Raw records:
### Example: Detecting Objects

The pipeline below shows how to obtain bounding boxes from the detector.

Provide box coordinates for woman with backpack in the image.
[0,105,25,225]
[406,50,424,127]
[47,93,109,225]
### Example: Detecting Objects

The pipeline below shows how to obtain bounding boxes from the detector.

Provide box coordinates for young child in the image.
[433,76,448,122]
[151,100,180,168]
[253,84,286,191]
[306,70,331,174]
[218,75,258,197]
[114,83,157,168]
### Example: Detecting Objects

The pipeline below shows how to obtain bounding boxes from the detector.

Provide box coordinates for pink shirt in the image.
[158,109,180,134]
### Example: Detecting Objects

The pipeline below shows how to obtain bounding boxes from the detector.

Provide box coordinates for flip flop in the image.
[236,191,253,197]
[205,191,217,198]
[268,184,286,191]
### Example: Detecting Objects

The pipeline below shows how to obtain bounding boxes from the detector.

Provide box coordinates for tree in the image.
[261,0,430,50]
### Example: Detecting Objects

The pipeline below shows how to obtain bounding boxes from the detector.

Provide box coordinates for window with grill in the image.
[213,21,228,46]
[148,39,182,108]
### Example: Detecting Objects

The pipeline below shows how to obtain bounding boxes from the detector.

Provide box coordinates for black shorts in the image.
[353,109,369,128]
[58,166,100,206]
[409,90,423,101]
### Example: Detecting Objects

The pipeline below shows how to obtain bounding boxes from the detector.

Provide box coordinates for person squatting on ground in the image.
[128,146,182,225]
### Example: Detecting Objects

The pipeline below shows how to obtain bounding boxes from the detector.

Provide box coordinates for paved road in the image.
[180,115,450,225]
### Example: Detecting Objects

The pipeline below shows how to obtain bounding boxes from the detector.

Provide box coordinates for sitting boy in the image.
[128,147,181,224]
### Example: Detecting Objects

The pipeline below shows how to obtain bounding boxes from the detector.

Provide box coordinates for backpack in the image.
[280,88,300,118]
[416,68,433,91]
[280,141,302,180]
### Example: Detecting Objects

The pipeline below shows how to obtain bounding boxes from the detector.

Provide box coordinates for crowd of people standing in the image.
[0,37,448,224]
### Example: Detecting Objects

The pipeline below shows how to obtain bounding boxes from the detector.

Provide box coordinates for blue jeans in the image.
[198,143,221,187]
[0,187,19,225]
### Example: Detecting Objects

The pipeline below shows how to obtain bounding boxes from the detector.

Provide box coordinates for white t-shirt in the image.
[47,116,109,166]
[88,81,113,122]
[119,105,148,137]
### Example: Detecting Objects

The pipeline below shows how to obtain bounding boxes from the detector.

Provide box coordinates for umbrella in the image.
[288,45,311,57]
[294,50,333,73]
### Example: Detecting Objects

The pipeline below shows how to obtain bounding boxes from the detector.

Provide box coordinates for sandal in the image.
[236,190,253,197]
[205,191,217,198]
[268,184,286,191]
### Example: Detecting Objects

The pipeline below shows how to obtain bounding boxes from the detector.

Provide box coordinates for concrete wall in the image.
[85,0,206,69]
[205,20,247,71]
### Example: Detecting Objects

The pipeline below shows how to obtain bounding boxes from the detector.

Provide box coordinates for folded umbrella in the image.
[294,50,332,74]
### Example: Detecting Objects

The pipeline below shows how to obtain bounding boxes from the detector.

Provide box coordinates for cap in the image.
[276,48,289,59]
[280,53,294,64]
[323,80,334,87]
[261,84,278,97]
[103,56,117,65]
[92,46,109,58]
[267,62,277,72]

What the task requires:
Which lines of the data above contain the string "backpack", matching case exactly? Copy out each of those lines in full.

Reply to the exercise:
Provide box coordinates for woman with backpack in the image.
Provide box coordinates for backpack in the image.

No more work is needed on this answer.